-- Start RECORD SET --

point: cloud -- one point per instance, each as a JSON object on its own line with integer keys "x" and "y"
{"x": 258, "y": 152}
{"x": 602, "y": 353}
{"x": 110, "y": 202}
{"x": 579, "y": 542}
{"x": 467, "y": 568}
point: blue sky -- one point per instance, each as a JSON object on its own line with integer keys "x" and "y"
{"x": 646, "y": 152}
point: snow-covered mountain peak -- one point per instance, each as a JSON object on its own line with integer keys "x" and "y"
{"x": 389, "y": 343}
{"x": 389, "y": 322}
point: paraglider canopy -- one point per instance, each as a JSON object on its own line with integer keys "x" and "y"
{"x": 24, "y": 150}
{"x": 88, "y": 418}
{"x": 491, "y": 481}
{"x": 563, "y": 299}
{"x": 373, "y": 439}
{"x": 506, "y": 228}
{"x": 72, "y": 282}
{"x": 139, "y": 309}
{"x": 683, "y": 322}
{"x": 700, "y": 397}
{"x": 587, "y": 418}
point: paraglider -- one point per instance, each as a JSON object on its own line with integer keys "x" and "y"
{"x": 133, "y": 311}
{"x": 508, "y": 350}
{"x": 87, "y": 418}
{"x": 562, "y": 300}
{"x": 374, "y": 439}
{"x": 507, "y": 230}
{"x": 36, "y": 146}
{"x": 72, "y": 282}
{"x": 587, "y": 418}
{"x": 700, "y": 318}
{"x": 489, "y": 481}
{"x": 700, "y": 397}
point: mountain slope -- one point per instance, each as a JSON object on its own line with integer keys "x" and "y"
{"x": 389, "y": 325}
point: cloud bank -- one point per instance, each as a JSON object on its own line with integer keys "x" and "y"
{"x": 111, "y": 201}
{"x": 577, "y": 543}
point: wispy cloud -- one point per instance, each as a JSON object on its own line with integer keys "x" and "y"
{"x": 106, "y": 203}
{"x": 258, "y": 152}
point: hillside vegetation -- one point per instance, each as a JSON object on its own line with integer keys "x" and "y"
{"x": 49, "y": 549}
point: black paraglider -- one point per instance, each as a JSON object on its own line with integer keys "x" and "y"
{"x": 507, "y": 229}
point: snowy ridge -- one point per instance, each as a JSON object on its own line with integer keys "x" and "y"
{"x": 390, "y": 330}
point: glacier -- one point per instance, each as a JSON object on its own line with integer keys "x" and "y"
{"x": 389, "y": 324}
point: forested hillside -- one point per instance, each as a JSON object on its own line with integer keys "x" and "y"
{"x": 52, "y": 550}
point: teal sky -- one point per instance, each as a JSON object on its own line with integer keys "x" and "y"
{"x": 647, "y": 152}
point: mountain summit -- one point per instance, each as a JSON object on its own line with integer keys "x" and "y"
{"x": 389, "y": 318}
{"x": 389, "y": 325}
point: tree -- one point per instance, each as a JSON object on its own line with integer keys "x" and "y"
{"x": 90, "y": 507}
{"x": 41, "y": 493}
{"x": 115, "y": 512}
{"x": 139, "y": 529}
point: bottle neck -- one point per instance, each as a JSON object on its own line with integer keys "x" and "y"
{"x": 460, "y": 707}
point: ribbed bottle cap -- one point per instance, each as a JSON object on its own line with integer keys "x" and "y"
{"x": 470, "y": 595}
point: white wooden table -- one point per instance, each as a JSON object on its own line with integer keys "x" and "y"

-- End RECORD SET --

**WHAT YOU ARE ASKED TO DO**
Copy everything from the line containing "point: bottle neck" down to the end of the rows, changing "one point per instance" to "one point per object" and leaving everything else as it is.

**COMPLETE OUTPUT**
point: bottle neck -- one point per object, each as a JSON object on its own line with integer keys "x" and "y"
{"x": 460, "y": 707}
point: ribbed bottle cap -- one point per object, each as a JSON object on its own line with integer keys "x" and "y"
{"x": 470, "y": 595}
point: white wooden table -- one point per object, each as a JSON object on its own line with integer keys "x" and "y"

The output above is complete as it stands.